--- Provided text Enclosed Below ---

Google just shipped the biggest update to its agentic coding platform. Antigravity 2.0, announced at Google I/O 2026 on May 19, is a full rebuild — not an incremental update. It bundles a desktop IDE, a Go-based CLI, and an SDK for custom agents into a single platform powered by Gemini 3.5 Flash running at 289 tokens per second.
If you’ve been using Gemini CLI, this is its replacement. If you’ve been comparing Claude Code vs Codex CLI vs Gemini CLI, the landscape just shifted again.
Here’s everything you need to know about Google Antigravity 2.0 — what it does, how to set it up, what it costs, and how it stacks up against the competition.
What’s New in Antigravity 2.0 vs the Original
When Google first launched Antigravity (our original review), it was primarily a desktop coding assistant. Version 2.0 is a fundamentally different product:
- Three-component architecture: Desktop App + CLI + SDK instead of a single app
- Agent-first design: Multiple AI agents work simultaneously on subtasks rather than a single assistant responding to prompts
- Gemini 3.5 Flash: A 12x optimized version of Flash built specifically for Antigravity, outputting at 289 tok/s
- Managed agent API: The Antigravity agent is available as a single API call on the Gemini API — it reasons, executes code, manages files, and browses the web in a secure Linux sandbox
- Compute-based usage: No more daily prompt limits. Usage is compute-based and refreshes every 5 hours
- Cross-platform: Available on macOS, Linux, and Windows
The shift from “assistant” to “agent” is the key difference. Antigravity 2.0 doesn’t wait for you to tell it what to do next — it plans, executes, and verifies autonomously.
The Three Components of Antigravity 2.0
1. Desktop App (VS Code Fork)
The Antigravity Desktop App is a fork of VS Code with deep agent integration. It’s not just an extension — the entire editor is built around the agent workflow. You describe a task, and the agent system takes over: planning the approach, writing code, running tests, and iterating until the task is complete.

--- End of Enclosed Provided text ---

Problems and tasks ->
(a) Decide whether each statement below agrees with the article on Google Antigravity 2.0. Answer yes or no for each, and quote the article's deciding words. (i) Antigravity 2.0 was announced at Google I/O 2026 on May 19. (ii) In Antigravity 2.0, usage refreshes every 24 hours. (iii) Antigravity 2.0 is available only on macOS.
(b) The Antigravity 2.0 article has a bulleted list of changes from the original version. List the label that opens each item in that list, meaning the words before the colon.
(c) Pick up the article on Google Antigravity 2.0 after its last sentence and continue it.

--- Record set Enclosed Below ---

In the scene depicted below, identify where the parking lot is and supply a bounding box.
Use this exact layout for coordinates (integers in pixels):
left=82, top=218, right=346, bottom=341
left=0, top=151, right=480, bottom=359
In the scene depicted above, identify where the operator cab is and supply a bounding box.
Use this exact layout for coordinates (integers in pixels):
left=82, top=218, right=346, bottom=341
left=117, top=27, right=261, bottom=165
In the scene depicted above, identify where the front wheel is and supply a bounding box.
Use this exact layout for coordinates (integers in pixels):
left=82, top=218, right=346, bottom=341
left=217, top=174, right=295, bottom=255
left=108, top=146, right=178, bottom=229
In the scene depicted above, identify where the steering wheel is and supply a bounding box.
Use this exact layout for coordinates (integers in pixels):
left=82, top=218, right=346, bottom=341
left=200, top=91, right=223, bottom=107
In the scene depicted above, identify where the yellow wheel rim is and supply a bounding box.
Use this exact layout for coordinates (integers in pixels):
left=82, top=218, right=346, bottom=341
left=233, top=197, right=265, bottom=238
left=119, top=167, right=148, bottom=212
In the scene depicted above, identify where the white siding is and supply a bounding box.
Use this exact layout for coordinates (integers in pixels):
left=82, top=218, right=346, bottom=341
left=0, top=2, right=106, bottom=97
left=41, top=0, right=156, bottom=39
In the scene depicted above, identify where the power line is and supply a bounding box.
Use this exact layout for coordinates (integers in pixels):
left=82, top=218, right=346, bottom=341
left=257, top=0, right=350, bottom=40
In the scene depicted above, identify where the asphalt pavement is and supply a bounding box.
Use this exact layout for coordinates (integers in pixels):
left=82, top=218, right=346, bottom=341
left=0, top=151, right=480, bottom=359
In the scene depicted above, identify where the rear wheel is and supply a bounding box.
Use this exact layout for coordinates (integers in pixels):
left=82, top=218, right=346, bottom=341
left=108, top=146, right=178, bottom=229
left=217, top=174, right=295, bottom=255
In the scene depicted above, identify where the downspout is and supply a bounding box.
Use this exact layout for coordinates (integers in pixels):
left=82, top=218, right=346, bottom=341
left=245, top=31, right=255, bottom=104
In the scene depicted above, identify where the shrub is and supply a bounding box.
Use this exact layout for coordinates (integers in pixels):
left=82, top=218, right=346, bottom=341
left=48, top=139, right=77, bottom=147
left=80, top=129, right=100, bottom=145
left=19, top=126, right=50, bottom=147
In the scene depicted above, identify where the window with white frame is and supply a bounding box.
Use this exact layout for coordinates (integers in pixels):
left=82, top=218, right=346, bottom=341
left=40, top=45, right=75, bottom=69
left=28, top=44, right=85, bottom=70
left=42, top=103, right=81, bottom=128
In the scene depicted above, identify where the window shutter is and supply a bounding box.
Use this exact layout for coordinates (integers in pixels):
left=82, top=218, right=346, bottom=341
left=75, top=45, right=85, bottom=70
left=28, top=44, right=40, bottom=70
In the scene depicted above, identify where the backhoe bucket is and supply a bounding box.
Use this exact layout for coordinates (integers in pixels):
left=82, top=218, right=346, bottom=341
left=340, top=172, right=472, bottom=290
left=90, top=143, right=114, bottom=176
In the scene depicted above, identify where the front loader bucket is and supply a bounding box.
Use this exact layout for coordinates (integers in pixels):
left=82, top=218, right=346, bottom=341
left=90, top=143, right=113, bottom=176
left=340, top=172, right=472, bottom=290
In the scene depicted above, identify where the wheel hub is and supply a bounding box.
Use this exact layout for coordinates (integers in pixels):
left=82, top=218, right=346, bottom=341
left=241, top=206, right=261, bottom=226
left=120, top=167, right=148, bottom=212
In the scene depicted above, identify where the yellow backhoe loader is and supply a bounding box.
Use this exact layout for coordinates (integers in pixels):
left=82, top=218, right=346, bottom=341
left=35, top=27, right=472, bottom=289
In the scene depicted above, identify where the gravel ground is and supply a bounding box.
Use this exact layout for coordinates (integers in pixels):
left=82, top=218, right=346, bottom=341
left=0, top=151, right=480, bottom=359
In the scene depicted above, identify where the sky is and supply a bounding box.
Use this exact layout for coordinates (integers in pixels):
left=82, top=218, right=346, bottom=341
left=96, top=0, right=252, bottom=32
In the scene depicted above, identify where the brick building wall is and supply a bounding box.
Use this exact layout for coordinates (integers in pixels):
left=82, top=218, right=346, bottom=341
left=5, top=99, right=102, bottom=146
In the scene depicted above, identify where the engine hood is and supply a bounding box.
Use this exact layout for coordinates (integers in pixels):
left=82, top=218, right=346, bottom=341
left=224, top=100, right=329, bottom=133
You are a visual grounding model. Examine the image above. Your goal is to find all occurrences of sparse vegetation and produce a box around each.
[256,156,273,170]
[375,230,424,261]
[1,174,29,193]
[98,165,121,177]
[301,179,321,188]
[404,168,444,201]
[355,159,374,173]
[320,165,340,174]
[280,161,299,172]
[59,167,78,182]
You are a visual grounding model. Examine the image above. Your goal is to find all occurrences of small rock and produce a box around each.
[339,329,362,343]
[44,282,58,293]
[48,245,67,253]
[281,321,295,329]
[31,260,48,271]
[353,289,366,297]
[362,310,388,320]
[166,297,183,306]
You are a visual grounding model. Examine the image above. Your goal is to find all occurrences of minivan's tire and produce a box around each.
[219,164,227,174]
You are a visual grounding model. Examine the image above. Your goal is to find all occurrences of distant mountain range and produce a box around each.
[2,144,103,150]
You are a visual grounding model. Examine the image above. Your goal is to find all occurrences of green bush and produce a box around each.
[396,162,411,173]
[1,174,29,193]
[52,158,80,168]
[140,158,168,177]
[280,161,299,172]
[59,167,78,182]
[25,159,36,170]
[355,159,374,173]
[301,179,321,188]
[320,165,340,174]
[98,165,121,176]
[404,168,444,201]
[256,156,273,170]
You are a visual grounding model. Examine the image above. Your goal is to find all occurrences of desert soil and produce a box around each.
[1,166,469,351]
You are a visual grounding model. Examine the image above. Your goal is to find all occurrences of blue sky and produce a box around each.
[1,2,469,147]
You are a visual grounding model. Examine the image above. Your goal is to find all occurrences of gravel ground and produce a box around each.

--- End of Enclosed Record set ---

Expected outputs ->
(a)
(i) Yes: "announced at Google I/O 2026 on May 19"
(ii) No: "Usage is compute-based and refreshes every 5 hours"
(iii) No: "Available on macOS, Linux, and Windows"

(b)
Three-component architecture
Agent-first design
Gemini 3.5 Flash
Managed agent API
Compute-based usage
Cross-platform

(c)
The desktop app is the most visual way to interact with Antigravity. You get real-time visibility into what each agent is doing, can approve or reject changes, and maintain full control over your codebase.
2. Antigravity CLI
The Antigravity CLI is built in Go and designed for terminal-native developers who don’t want to leave their existing editor setup. It provides the same agent capabilities as the desktop app but through a command-line interface.
This is the direct successor to Gemini CLI. If you were using Gemini CLI with subagents, the Antigravity CLI takes that concept much further with its multi-agent architecture.
Key CLI features:
- Full agent capabilities (plan, execute, verify)
- Multi-agent task decomposition
- Secure sandboxed code execution
- Function calling and structured output
- Works alongside any editor (Vim, Emacs, VS Code, JetBrains)
3. SDK for Custom Agents
The Antigravity SDK lets you build custom agent workflows on top of the platform. You can define your own agent behaviors, chain them together, and integrate them into CI/CD pipelines, internal tools, or product features.
The SDK exposes the same primitives the desktop app and CLI use internally: code execution, file management, web browsing, and reasoning — all running in Google’s secure Linux sandbox.
Pricing and Subscription Tiers
Google Antigravity 2.0 uses a compute-based usage model that refreshes every 5 hours. This replaces the old daily prompt limits.
| Tier | Price | Usage Limits | Notes |
|---|---|---|---|
| Google AI Pro | $20/month | Standard limits | Includes Antigravity access |
| Google AI Ultra | $100/month | 5x higher limits | Priority access |
| Google AI Ultra+ | $200/month | 20x higher limits | For heavy professional use |
All tiers support pay-as-you-go AI credits as top-ups when you hit your limit before the 5-hour refresh.
For a broader comparison of AI API pricing, see our AI API pricing comparison for 2026.
The $20/month Google AI Pro tier is competitive with Claude Code’s Pro plan and gives you access to the full Antigravity platform — desktop, CLI, and SDK. The higher tiers are aimed at professional developers and teams who need sustained heavy usage throughout the day.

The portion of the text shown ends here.